──────── Provided material
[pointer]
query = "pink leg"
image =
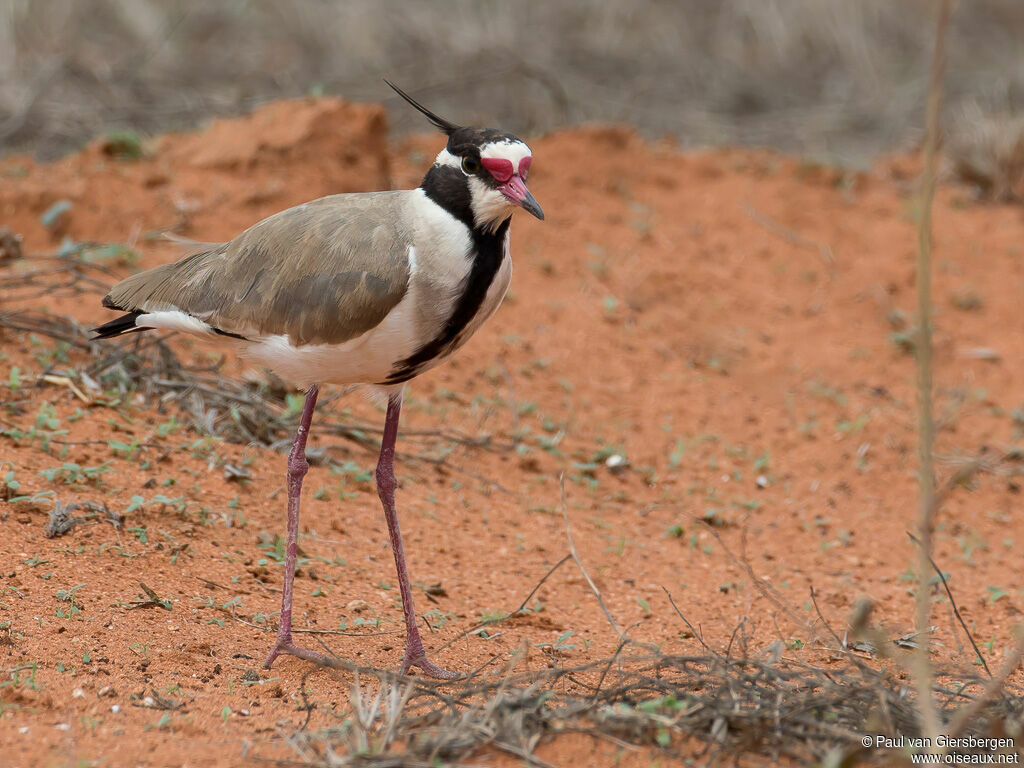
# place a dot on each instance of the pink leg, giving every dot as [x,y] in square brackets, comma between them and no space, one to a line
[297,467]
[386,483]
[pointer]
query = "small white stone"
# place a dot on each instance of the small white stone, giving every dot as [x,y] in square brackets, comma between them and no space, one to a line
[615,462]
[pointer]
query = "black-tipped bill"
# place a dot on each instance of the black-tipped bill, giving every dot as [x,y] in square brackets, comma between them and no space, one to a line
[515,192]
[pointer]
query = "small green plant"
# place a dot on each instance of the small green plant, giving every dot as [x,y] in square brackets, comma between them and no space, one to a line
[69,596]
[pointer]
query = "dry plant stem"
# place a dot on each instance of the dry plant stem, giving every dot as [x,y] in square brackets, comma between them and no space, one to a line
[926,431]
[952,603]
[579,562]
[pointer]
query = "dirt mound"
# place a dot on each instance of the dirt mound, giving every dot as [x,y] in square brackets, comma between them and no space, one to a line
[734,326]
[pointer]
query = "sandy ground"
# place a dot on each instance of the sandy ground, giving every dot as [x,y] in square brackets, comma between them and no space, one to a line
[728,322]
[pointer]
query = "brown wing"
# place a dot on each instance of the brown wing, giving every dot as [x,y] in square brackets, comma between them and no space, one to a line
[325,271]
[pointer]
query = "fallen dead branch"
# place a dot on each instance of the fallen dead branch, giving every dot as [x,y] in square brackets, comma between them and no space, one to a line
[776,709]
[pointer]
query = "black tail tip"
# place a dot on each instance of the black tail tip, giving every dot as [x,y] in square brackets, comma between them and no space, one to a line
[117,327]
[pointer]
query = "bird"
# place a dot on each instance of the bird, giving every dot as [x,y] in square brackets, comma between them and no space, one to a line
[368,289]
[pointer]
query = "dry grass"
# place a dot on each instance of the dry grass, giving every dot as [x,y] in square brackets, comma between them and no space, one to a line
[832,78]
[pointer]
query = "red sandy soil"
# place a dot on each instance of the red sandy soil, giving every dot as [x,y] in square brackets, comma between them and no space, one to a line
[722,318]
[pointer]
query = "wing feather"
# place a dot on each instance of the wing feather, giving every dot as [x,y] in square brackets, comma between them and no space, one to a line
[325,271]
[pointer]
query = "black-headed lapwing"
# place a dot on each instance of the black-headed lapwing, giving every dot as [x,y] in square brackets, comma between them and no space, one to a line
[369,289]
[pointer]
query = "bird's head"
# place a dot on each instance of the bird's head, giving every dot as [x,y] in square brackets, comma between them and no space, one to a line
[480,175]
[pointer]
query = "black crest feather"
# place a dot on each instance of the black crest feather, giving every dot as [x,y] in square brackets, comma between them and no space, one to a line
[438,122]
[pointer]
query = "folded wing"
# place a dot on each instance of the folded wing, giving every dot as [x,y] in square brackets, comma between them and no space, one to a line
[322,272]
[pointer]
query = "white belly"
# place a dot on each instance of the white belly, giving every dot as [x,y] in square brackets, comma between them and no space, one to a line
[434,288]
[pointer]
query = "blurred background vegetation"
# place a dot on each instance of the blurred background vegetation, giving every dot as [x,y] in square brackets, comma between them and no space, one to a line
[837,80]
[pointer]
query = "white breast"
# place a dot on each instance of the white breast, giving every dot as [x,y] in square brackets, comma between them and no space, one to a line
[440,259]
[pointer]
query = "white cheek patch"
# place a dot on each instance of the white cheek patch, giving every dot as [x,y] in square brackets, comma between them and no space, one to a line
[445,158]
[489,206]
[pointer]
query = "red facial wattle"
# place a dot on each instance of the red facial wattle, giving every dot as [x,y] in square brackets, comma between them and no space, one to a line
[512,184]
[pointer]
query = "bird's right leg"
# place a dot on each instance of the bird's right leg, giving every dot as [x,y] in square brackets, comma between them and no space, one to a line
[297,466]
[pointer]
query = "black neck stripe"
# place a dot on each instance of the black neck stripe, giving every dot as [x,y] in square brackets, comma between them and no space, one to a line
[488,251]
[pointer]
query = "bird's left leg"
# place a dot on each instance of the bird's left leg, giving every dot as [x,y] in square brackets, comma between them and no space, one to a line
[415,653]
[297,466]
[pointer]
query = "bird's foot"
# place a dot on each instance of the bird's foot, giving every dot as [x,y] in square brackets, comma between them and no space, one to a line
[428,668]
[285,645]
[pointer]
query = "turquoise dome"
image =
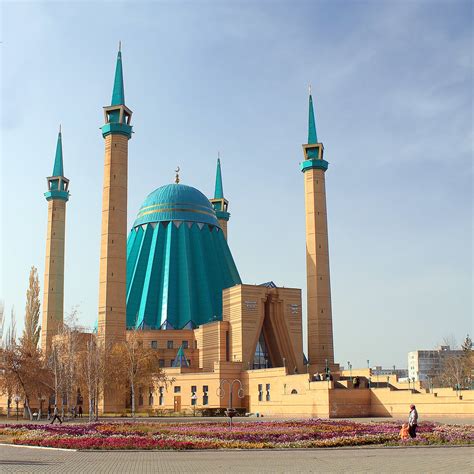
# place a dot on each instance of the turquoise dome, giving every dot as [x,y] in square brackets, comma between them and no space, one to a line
────────────────
- [What needs to be done] Pull every line with "dome" from the records.

- [Result below]
query = "turquoise dome"
# place a dot on each instance of the turquoise dome, giving every dot as [x,y] in square brackets, comma between them and no space, one to a line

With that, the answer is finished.